Lines from a pointing dataset
-*-*-

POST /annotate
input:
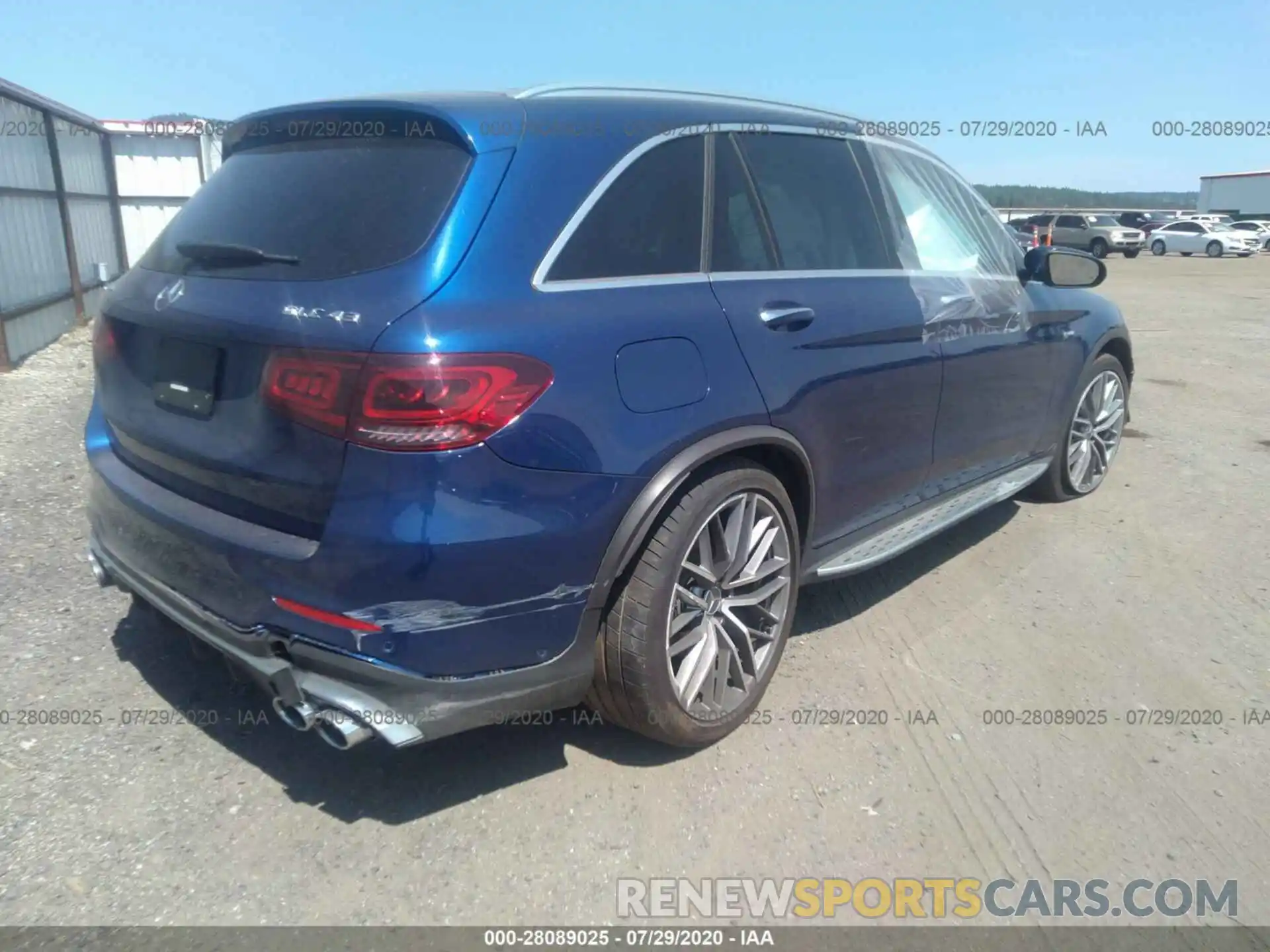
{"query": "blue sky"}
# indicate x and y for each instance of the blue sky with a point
(1122, 63)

-*-*-

Exercise goal
Rewrite every line above, keeping the requests, and add 85 to each coordinate in the answers. Don't include the pictures.

Solution for this exercise
POST /annotate
input:
{"query": "blue sky"}
# indicate x and y for each instance of the blue sky with a point
(1207, 148)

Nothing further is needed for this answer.